REQUIRED WORK:
1 > From the text on Amsterdam's tech scene below, list every city the text compares with Amsterdam on tech salaries.
2 > Write out the part of the text on Amsterdam's tech scene starting with "A h(e)aven for" and going on through "more environmentally friendly.".

EXCERPTED TEXT:
-*-
Ever considered jetting off to Amsterdam and joining the city’s booming tech scene? Perhaps you should! Amsterdam is a thriving tech hub and a superior choice for software developers and IT professionals. Over the past decade, Amsterdam has shown its strengths with a strong software culture and continued growth and innovation.
Amsterdam’s software development scene is incredibly vibrant, driven by established professionals and young coding talents. Whether you work for a major multinational in the Zuidas business district or a startup in the heart of the city center, software developers enjoy the quality of life, creative buzz, and flexibility in-office hours. The variety in software development opportunities is vast, from innovations in mobile apps, social media, and smart technology to digital security in finance and solutions for life sciences and logistics.
Major employers (with headquarters) in Amsterdam are Google, Facebook, Palo Alto Networks, Microsoft, Netflix, Red Hat Software, Blackboard, AppNexus, OracleMobiquity, Joyent, LinkedIn, Apple, Trion Networks, Criteo, SAP, TomTom, Jive Software, Akamai and Infosys. These big names are joined by new international companies in the region each year, covering the broad spectrum of cloud, data, mobile, and desktop software.
Being home to so many tech companies, the demand for tech candidates in Amsterdam is understandably high. Companies are engaging in different ways to attract and retain the talent they so desperately need. Workplace perks and training opportunities are usually part of the package, but Amsterdam-based companies also pride themselves on providing competitive salaries. According to Hubspot, tech candidates in Amsterdam earn a higher average net salary than those based in London, Dublin, Paris, or Berlin.
A h(e)aven for hardware professionals
By the way: About one-third of European data centers are based in the Amsterdam area, ensuring the region is one of the most exciting choices for networking and hardware specialists. Of course, it helps that the digital infrastructure is exceptional – home to major international hubs like the Amsterdam Internet Exchange (AMS-IX) and the Netherlands Internet Exchange (NL-ix). The sector is expanding annually and increasingly using cutting-edge technology to be more environmentally friendly.
Skills you need to get a developer job in Amsterdam
Generally speaking, Amsterdam is chock a block with innovative companies and startups looking to hire their next developer. This is what you need to know about the skills you should have to get a developer job in Amsterdam.
Language skills: Do I need to know Dutch?
The first question we always get is: “Do I need to be able to speak fluent Dutch?” and the answer is: no, definitely not. Amsterdam is an extraordinarily open and international city, filled with young companies that consider English to be their primary language. The city is also filled to the brim with young people. 45 % of Amsterdam’s residents are between 18 and 45 years old, which tends to be more open toward English.
Amsterdam is a tech hub, bursting with tech companies and startups looking for new talent. So no matter if you are a junior developer or you’re more senior – we are sure you will find the right fit.
Work permit in the Netherlands for developers
Newcomers to the Netherlands are often surprised by the informal atmosphere and flexibility of the Dutch work environment. The standard workweek is 40 hours, but many companies are open to flexible work hours, such as a four-day week. Around 180 nationalities make up Amsterdam’s modern-day fabric, so internationals have no trouble feeling at home in the city. English is prevalent and is the primary business language in a growing number of companies. While it’s always recommended to learn Dutch, you can certainly get going in the city if you only speak English.
-*-
EXTRACTED ENTRIES:
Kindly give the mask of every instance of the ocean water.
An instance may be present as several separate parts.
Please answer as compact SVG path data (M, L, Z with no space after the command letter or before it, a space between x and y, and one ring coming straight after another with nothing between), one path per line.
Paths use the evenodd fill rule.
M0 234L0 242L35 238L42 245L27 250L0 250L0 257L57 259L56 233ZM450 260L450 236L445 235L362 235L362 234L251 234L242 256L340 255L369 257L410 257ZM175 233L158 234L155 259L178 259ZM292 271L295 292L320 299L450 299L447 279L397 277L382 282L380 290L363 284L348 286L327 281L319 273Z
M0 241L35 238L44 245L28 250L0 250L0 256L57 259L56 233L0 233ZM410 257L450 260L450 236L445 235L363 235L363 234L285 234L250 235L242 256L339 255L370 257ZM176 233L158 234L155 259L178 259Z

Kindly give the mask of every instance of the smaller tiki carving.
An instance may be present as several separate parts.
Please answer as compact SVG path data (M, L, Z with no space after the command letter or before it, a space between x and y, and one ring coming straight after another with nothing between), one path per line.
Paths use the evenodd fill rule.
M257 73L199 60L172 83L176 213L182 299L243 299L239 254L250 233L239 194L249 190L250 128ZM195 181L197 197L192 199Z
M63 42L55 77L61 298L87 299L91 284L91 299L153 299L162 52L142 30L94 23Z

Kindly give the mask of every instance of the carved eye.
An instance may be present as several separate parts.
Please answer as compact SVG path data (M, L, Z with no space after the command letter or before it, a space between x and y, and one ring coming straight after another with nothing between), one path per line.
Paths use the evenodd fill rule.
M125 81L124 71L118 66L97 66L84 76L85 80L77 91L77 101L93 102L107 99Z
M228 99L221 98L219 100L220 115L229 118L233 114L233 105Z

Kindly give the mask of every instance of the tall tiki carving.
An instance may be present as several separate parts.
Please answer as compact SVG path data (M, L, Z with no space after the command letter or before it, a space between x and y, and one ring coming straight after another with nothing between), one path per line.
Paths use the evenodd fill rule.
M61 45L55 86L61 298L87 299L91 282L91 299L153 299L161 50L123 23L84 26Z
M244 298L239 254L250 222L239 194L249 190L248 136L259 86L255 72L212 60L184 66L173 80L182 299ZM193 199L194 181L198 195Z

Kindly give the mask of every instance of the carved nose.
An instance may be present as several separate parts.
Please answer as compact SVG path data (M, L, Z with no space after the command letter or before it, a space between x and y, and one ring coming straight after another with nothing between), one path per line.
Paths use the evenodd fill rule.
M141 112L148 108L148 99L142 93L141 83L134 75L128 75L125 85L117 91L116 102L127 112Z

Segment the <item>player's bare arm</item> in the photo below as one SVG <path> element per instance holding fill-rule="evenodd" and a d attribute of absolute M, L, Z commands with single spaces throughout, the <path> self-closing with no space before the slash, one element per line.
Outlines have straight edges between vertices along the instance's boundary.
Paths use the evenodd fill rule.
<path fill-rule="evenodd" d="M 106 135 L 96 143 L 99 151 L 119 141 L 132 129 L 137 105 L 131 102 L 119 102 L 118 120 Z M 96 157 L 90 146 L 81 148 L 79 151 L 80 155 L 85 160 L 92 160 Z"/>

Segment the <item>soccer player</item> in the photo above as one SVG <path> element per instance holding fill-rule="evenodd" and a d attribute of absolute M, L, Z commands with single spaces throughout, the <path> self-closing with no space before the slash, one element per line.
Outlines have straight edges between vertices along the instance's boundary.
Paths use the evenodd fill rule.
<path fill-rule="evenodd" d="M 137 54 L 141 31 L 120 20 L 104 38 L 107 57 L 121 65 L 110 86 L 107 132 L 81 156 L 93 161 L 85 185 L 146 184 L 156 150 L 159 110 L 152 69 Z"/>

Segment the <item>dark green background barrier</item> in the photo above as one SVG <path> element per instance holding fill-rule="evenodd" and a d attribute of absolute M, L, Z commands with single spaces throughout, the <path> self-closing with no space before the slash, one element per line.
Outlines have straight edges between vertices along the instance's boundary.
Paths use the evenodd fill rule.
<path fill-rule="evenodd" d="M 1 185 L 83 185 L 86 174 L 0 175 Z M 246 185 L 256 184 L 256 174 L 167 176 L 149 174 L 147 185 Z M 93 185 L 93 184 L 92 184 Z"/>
-*-
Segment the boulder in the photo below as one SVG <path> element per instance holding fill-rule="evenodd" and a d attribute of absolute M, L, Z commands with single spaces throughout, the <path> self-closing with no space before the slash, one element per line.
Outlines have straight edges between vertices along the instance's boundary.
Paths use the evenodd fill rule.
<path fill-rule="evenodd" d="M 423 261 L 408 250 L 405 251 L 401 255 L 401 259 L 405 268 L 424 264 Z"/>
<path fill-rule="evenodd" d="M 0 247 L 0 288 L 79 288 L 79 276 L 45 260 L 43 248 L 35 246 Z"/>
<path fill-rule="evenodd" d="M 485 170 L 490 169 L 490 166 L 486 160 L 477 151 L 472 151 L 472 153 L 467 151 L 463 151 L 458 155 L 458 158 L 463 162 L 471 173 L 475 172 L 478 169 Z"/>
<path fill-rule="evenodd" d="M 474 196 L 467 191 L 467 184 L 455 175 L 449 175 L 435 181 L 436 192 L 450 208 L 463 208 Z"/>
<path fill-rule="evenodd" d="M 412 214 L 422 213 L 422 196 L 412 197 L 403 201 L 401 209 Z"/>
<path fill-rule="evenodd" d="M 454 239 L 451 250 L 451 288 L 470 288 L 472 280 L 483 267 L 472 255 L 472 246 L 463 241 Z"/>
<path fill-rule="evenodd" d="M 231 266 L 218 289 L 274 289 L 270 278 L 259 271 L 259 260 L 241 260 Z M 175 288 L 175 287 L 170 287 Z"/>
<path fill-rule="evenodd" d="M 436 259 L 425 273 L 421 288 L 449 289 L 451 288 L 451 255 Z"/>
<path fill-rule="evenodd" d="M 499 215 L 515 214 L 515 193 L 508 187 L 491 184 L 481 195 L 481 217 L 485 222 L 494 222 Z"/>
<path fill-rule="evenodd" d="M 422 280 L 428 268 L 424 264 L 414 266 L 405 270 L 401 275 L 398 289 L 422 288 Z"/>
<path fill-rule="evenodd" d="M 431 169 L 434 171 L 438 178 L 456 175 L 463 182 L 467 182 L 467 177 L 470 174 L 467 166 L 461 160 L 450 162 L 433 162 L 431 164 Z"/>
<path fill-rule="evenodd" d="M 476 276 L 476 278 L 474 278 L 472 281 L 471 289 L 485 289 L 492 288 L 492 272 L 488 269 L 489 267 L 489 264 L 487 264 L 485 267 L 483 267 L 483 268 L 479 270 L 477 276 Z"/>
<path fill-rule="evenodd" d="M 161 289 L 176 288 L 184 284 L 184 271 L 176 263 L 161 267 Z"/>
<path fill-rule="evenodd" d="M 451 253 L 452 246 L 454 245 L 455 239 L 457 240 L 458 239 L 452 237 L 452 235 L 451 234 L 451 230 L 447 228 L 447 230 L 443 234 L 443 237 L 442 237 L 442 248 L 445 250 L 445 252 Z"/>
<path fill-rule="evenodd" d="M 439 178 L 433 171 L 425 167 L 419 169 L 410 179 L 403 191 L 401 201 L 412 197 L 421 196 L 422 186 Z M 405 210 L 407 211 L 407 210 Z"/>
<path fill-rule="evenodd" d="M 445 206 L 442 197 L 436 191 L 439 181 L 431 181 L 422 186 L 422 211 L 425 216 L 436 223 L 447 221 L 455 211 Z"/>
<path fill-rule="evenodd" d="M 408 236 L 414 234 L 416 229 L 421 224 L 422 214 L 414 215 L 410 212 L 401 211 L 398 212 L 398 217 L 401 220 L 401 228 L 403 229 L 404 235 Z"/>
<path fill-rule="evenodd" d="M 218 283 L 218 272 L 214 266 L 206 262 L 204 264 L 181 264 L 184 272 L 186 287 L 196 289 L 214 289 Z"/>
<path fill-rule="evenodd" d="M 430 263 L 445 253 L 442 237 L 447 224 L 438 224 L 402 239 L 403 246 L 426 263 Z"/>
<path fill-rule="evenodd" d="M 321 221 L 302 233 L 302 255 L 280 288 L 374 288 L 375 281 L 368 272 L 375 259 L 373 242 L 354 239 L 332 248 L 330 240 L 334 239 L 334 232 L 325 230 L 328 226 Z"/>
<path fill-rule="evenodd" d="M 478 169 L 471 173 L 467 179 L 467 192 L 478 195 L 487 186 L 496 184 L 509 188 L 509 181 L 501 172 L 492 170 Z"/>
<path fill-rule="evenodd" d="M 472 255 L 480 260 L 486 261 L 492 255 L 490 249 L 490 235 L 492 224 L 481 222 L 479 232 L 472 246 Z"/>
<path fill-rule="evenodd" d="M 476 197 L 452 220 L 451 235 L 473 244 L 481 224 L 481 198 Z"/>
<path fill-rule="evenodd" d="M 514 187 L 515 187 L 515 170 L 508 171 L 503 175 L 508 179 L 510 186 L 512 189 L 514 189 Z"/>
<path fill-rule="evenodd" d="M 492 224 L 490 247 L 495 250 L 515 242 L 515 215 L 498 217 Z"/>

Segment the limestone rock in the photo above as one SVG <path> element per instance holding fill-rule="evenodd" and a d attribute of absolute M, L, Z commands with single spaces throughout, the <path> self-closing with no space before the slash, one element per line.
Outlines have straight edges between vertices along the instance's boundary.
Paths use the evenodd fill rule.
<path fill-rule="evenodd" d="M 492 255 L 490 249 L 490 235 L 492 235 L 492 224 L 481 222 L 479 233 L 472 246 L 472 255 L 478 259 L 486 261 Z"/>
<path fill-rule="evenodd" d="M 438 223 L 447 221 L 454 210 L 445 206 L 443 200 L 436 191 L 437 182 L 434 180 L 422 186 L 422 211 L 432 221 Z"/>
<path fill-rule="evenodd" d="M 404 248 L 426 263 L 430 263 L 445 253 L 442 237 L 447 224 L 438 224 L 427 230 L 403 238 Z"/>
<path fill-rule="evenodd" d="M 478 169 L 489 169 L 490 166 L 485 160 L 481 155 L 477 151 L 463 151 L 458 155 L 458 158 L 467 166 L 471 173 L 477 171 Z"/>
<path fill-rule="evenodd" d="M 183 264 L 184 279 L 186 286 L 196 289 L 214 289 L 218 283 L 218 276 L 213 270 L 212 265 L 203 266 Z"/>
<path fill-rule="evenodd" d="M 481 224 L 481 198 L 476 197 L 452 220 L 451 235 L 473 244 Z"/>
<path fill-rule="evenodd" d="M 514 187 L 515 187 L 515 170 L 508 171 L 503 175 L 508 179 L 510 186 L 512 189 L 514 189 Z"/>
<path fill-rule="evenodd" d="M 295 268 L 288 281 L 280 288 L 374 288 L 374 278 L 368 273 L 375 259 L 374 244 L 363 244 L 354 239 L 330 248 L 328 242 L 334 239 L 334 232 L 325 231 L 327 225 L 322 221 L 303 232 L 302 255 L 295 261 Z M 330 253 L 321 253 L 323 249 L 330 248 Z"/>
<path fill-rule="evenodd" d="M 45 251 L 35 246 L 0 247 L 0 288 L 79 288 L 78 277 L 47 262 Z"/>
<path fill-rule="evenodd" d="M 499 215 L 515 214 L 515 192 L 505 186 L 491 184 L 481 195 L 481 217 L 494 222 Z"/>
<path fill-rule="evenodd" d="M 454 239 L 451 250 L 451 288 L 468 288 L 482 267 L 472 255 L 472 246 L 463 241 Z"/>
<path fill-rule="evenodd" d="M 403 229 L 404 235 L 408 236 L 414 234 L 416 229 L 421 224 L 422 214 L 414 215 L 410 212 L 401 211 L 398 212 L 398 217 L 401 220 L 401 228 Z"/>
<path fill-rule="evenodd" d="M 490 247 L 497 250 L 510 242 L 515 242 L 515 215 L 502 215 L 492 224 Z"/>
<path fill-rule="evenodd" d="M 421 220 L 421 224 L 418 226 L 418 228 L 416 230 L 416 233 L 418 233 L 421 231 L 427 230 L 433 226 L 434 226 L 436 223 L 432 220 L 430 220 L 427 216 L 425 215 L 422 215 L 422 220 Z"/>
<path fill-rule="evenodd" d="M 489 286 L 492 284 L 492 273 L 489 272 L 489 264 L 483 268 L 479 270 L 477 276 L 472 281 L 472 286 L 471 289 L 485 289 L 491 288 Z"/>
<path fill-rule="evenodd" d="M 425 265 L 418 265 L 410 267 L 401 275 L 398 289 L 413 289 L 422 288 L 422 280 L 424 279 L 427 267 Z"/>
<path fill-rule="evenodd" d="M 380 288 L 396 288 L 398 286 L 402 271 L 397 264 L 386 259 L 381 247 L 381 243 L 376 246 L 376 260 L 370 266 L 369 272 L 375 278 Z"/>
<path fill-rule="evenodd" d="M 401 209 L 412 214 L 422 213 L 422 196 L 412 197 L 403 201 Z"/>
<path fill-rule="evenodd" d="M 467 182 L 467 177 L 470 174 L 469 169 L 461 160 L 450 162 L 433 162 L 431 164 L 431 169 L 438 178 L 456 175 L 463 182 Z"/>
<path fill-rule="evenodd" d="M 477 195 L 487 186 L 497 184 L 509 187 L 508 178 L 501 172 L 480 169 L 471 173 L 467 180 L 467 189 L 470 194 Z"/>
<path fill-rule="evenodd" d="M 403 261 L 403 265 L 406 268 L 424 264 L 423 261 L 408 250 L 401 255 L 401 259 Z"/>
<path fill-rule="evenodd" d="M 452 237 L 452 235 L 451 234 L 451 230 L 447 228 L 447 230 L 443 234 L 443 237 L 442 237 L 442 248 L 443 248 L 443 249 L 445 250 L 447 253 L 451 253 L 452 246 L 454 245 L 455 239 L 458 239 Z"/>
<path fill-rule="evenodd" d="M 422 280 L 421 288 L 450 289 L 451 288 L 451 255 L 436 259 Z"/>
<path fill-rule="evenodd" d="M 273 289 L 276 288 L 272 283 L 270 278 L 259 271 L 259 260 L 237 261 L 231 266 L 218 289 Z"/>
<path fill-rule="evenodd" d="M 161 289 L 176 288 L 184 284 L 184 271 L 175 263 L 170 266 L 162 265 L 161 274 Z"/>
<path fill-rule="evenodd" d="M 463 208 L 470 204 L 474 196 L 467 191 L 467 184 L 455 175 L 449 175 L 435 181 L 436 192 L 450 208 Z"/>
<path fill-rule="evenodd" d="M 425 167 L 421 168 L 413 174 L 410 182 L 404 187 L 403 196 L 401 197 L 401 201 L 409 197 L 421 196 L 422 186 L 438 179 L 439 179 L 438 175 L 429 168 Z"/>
-*-
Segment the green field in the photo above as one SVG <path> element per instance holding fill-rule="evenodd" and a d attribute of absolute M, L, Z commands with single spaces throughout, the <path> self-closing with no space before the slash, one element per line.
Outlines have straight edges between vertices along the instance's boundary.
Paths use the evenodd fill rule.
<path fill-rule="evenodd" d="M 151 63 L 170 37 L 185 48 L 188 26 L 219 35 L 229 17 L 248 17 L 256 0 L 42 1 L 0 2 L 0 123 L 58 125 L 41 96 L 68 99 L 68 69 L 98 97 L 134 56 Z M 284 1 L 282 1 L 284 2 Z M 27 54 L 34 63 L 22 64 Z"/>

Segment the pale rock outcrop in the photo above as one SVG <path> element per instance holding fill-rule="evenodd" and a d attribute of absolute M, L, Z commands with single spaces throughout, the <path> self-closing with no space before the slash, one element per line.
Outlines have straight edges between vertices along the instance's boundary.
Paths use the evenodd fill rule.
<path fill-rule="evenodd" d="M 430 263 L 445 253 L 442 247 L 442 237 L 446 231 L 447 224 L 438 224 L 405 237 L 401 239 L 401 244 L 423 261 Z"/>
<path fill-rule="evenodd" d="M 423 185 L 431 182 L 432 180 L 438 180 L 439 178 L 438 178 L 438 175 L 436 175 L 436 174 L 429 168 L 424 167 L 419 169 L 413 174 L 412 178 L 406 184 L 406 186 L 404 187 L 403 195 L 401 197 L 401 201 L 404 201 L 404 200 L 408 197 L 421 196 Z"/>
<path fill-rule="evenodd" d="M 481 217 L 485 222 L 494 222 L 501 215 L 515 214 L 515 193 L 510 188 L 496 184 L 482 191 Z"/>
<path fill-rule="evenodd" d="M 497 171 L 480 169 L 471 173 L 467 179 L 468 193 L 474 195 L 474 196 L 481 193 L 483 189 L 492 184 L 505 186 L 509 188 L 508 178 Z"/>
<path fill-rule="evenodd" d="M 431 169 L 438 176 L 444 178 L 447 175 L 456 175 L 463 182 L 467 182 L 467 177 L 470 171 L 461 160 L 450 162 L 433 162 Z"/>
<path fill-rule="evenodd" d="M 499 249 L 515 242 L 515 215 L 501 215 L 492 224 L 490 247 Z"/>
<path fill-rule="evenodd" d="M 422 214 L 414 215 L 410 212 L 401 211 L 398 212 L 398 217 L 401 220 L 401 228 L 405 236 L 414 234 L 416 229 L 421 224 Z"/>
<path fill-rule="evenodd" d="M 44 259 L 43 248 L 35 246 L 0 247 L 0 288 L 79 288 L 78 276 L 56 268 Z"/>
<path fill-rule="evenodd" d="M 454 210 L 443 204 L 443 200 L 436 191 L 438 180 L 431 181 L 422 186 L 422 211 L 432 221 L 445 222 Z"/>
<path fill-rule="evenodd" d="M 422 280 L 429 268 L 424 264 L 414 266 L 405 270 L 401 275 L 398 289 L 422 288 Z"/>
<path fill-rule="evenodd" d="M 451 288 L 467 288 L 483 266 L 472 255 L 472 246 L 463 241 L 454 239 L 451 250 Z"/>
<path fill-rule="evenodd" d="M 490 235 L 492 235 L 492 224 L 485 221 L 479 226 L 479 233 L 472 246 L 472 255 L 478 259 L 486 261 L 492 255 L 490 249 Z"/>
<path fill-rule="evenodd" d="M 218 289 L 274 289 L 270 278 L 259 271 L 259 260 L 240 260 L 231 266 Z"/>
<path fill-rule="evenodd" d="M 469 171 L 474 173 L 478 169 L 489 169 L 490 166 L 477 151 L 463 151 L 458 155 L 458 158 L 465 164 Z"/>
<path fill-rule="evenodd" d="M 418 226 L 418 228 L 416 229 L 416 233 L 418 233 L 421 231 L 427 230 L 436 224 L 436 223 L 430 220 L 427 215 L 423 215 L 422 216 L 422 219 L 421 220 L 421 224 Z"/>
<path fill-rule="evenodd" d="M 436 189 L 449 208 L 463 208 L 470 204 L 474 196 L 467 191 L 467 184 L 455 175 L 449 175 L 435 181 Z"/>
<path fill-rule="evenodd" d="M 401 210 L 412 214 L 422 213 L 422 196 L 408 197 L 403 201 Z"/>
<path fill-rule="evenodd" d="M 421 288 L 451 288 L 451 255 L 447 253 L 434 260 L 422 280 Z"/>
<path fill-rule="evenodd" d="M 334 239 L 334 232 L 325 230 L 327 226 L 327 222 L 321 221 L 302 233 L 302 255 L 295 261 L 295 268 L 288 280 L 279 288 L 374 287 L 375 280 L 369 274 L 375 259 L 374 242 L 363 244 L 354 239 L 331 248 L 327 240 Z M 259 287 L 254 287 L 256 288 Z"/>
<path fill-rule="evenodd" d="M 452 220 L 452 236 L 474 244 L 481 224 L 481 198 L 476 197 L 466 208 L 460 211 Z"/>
-*-
RESULTS BY TASK:
1 > London, Dublin, Paris, Berlin

2 >
A h(e)aven for hardware professionals
By the way: About one-third of European data centers are based in the Amsterdam area, ensuring the region is one of the most exciting choices for networking and hardware specialists. Of course, it helps that the digital infrastructure is exceptional – home to major international hubs like the Amsterdam Internet Exchange (AMS-IX) and the Netherlands Internet Exchange (NL-ix). The sector is expanding annually and increasingly using cutting-edge technology to be more environmentally friendly.